The records below are to be transcribed exactly as they appear.

(Records from a data collection)
┌────────
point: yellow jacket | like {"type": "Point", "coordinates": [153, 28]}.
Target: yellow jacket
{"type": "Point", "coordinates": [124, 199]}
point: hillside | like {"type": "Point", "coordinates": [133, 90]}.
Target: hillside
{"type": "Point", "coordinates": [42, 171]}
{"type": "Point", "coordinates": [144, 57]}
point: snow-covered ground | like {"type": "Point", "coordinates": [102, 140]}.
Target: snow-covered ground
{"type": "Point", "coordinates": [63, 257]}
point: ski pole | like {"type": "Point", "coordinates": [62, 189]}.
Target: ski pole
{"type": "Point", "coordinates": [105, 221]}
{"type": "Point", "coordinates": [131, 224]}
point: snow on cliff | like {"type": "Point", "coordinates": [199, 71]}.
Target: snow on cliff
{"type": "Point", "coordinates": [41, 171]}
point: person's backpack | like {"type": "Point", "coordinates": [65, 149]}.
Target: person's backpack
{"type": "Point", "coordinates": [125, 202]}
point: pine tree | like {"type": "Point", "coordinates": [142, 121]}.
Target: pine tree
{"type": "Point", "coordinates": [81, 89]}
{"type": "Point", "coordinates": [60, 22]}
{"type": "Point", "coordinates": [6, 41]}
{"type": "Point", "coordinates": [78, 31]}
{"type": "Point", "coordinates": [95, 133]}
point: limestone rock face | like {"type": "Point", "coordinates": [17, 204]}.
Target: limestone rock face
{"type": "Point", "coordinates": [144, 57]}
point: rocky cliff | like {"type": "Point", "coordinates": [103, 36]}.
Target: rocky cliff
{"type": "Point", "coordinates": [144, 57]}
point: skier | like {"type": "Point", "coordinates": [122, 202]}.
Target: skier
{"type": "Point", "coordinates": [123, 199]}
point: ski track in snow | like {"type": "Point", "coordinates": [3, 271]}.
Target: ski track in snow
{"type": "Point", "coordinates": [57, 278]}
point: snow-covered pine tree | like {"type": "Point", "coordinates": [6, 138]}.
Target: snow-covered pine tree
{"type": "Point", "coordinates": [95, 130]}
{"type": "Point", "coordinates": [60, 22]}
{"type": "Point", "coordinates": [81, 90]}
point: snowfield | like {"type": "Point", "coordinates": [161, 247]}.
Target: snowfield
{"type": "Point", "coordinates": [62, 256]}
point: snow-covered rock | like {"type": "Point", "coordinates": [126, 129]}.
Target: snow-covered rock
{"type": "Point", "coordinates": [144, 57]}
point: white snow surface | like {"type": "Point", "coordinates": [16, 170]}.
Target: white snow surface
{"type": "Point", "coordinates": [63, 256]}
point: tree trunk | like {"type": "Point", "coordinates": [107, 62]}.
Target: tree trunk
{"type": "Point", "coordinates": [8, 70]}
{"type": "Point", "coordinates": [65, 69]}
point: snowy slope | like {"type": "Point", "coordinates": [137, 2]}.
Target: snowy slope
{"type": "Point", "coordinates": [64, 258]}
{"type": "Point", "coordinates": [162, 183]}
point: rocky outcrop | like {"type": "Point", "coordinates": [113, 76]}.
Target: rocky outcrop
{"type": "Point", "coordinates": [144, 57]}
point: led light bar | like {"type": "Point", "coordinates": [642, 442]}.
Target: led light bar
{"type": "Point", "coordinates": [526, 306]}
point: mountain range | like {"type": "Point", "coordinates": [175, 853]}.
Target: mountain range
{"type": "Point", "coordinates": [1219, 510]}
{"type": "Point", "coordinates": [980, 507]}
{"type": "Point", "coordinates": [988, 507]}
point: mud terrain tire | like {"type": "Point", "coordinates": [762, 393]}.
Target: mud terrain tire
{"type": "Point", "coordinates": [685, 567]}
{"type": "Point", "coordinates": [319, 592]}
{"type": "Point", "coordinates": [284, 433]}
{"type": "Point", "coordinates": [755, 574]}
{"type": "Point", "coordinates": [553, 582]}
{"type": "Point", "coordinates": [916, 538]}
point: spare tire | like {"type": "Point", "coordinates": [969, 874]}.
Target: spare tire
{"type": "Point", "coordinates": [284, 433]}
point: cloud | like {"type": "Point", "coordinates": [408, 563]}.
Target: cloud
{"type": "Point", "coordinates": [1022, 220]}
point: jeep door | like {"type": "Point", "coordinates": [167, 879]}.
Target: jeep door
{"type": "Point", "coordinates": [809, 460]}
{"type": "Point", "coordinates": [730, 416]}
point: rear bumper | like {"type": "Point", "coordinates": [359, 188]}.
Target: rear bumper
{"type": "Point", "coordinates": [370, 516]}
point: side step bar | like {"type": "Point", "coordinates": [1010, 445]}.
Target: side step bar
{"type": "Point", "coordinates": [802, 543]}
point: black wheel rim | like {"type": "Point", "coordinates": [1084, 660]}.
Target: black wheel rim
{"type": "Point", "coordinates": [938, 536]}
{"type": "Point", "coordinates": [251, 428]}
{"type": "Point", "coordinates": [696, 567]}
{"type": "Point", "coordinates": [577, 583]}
└────────
__Exercise solution__.
point: yellow jacket | like {"type": "Point", "coordinates": [153, 28]}.
Target: yellow jacket
{"type": "Point", "coordinates": [124, 199]}
point: hillside | like {"type": "Point", "coordinates": [133, 90]}.
Target: hillside
{"type": "Point", "coordinates": [42, 171]}
{"type": "Point", "coordinates": [144, 57]}
point: snow-covered ground | like {"type": "Point", "coordinates": [102, 140]}.
Target: snow-covered ground
{"type": "Point", "coordinates": [63, 257]}
point: ski pole | like {"type": "Point", "coordinates": [62, 189]}.
Target: ski pole
{"type": "Point", "coordinates": [105, 221]}
{"type": "Point", "coordinates": [131, 224]}
point: snow on cliff | like {"type": "Point", "coordinates": [199, 71]}.
Target: snow on cliff
{"type": "Point", "coordinates": [41, 171]}
point: person's backpack | like {"type": "Point", "coordinates": [65, 149]}.
Target: person's backpack
{"type": "Point", "coordinates": [125, 202]}
point: pine tree | like {"type": "Point", "coordinates": [142, 121]}.
Target: pine tree
{"type": "Point", "coordinates": [81, 89]}
{"type": "Point", "coordinates": [60, 22]}
{"type": "Point", "coordinates": [6, 41]}
{"type": "Point", "coordinates": [78, 31]}
{"type": "Point", "coordinates": [95, 133]}
point: limestone rock face | like {"type": "Point", "coordinates": [17, 204]}.
Target: limestone rock face
{"type": "Point", "coordinates": [144, 57]}
point: rocky cliff | like {"type": "Point", "coordinates": [103, 36]}.
Target: rocky cliff
{"type": "Point", "coordinates": [144, 57]}
point: skier | like {"type": "Point", "coordinates": [122, 202]}.
Target: skier
{"type": "Point", "coordinates": [123, 199]}
point: ski track in snow | like {"type": "Point", "coordinates": [3, 271]}.
Target: ski track in snow
{"type": "Point", "coordinates": [57, 278]}
point: snow-covered pine tree | like {"type": "Point", "coordinates": [6, 138]}.
Target: snow-covered pine tree
{"type": "Point", "coordinates": [95, 130]}
{"type": "Point", "coordinates": [60, 22]}
{"type": "Point", "coordinates": [81, 90]}
point: snowfield | like {"type": "Point", "coordinates": [161, 247]}.
Target: snowfield
{"type": "Point", "coordinates": [62, 256]}
point: snow-covered rock | like {"type": "Point", "coordinates": [126, 129]}.
Target: snow-covered rock
{"type": "Point", "coordinates": [144, 57]}
point: white snow surface | like {"type": "Point", "coordinates": [16, 170]}.
Target: white snow surface
{"type": "Point", "coordinates": [63, 256]}
point: tree trunk | like {"type": "Point", "coordinates": [107, 62]}.
Target: tree trunk
{"type": "Point", "coordinates": [8, 70]}
{"type": "Point", "coordinates": [65, 69]}
point: snowy slope | like {"type": "Point", "coordinates": [137, 2]}.
Target: snowy slope
{"type": "Point", "coordinates": [64, 258]}
{"type": "Point", "coordinates": [162, 183]}
point: rocky outcrop | like {"type": "Point", "coordinates": [113, 76]}.
Target: rocky outcrop
{"type": "Point", "coordinates": [144, 57]}
point: led light bar | like {"type": "Point", "coordinates": [642, 442]}.
Target: led light bar
{"type": "Point", "coordinates": [526, 306]}
point: mountain range | like {"type": "Point", "coordinates": [175, 853]}.
Target: mountain range
{"type": "Point", "coordinates": [1219, 510]}
{"type": "Point", "coordinates": [980, 507]}
{"type": "Point", "coordinates": [988, 507]}
point: mud terrain tire | like {"type": "Point", "coordinates": [762, 393]}.
Target: mud terrain tire
{"type": "Point", "coordinates": [685, 567]}
{"type": "Point", "coordinates": [319, 592]}
{"type": "Point", "coordinates": [284, 433]}
{"type": "Point", "coordinates": [755, 574]}
{"type": "Point", "coordinates": [553, 582]}
{"type": "Point", "coordinates": [916, 538]}
point: spare tire | like {"type": "Point", "coordinates": [969, 874]}.
Target: spare tire
{"type": "Point", "coordinates": [284, 433]}
point: cloud | like {"type": "Point", "coordinates": [408, 563]}.
Target: cloud
{"type": "Point", "coordinates": [1022, 220]}
point: jeep door | like {"type": "Point", "coordinates": [167, 879]}.
Target: jeep door
{"type": "Point", "coordinates": [809, 460]}
{"type": "Point", "coordinates": [730, 416]}
point: rear bumper | like {"type": "Point", "coordinates": [359, 188]}.
Target: rear bumper
{"type": "Point", "coordinates": [370, 516]}
point: side step bar | like {"type": "Point", "coordinates": [1010, 445]}.
Target: side step bar
{"type": "Point", "coordinates": [802, 543]}
point: black wheel rim | like {"type": "Point", "coordinates": [1084, 660]}.
Target: black wheel rim
{"type": "Point", "coordinates": [938, 536]}
{"type": "Point", "coordinates": [251, 428]}
{"type": "Point", "coordinates": [696, 567]}
{"type": "Point", "coordinates": [577, 583]}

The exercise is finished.